At first, I thought the two kind of aches were different. and certainly their causes were very different, as different as good and bad. It wasn’t until later in the week, though, that I connected the two. I was standing along the shore watching clouds and sunlight battle magnificently over the ocean as I quietly grieved the loss of my friend, when I realized that, deep down at the roots, the two aches were the same—and that’s because every deep, true ache of the heart is an ache for heaven.
Just to be clear, when I say “heavenly” and “heaven”, I am not referring to some fluffy fairyland populated by pink clouds and fat cherubs strumming harps. I’m talking about a place that takes whatever your human idea of perfection is and blows it to bits. I’m talking about a place so incredible that it’s beyond imagination. I’m talking about the dwelling place of God, the Creator of the universe.
We perhaps too lightly use the term “heavenly” to describe everything from the perfect pitch of a violin solo to a delectable dessert. It does, for instance, seem a bit cheap to compare the dwelling place of God with chocolate. However, I do believe that every experience we get here on earth of pure beauty and good is, indeed, the tiniest sliver of a glimpse of heaven. We are given moments, as it were, of heaven on earth, to remind us both of what was and of what is to come.
But I also now believe that even the ache over sin, evil and death is essentially a heavenly one—or at least it should be, though it is probably rarely recognized as such. Why? Because it’s the ache of “this is wrong, this is not how it’s supposed to be”, in which we inherently recognize that we are waiting for something. That’s what Paul was talking about in Romans when he said creation itself groans inwardly as it “waits in eager expectation”. Even the earth itself knows that it was created for something better, that there are better things to come. Those who ache and grieve without also knowing this hope and assurance are indeed wretched.

### EXTRACTED ENTRIES

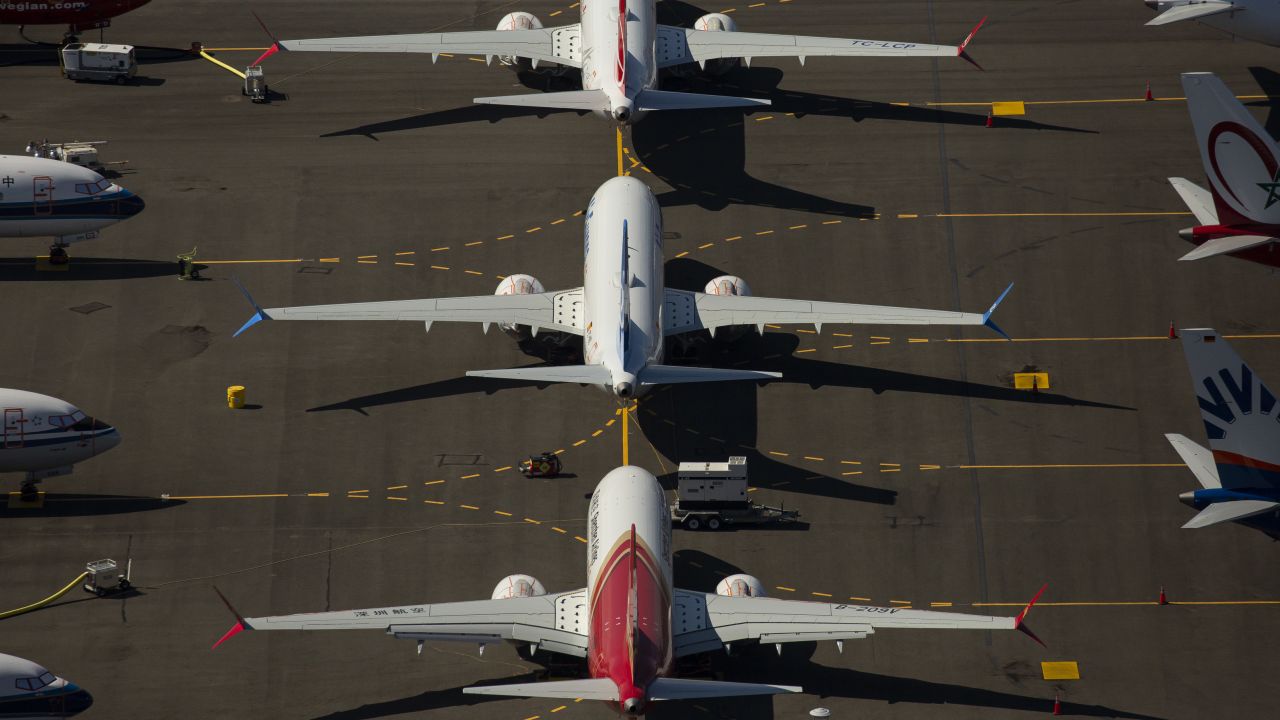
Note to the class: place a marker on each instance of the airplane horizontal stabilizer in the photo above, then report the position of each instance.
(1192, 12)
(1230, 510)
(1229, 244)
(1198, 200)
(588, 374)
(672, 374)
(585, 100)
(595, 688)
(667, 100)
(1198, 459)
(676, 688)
* * *
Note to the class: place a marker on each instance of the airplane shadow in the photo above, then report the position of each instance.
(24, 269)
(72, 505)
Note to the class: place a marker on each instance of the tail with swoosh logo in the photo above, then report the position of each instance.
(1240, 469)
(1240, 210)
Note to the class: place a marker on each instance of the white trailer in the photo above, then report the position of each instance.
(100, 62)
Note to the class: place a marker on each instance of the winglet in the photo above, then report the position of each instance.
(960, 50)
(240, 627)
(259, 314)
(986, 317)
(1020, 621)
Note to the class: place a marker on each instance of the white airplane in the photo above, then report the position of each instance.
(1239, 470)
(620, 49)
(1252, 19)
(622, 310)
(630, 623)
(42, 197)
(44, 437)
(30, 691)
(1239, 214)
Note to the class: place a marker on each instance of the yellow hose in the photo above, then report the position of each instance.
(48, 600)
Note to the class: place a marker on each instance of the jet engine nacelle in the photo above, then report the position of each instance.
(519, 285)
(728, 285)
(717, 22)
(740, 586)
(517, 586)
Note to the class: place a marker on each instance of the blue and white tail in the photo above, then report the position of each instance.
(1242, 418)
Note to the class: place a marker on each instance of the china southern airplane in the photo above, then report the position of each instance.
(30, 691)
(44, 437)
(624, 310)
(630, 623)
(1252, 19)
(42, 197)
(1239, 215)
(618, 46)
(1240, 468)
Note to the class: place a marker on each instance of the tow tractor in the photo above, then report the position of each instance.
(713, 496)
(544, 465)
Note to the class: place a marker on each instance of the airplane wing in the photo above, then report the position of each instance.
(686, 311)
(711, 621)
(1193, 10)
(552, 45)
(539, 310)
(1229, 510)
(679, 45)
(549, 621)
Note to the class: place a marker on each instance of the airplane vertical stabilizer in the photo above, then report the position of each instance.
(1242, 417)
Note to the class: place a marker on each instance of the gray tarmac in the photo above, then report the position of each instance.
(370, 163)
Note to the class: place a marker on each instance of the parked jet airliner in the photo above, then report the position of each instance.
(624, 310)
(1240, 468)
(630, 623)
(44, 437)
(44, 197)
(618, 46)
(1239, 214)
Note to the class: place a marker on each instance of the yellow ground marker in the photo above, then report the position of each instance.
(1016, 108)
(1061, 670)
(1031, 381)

### EXERCISES
**A.** In the passage on heaven, where was the writer standing when the two aches were recognized as the same?
**B.** Please copy everything from "We perhaps too" down to "is to come." in the passage on heaven, with no changes.

### RESULTS OF THE EXERCISE
**A.** Along the shore, watching clouds and sunlight battle over the ocean.

**B.**
We perhaps too lightly use the term “heavenly” to describe everything from the perfect pitch of a violin solo to a delectable dessert. It does, for instance, seem a bit cheap to compare the dwelling place of God with chocolate. However, I do believe that every experience we get here on earth of pure beauty and good is, indeed, the tiniest sliver of a glimpse of heaven. We are given moments, as it were, of heaven on earth, to remind us both of what was and of what is to come.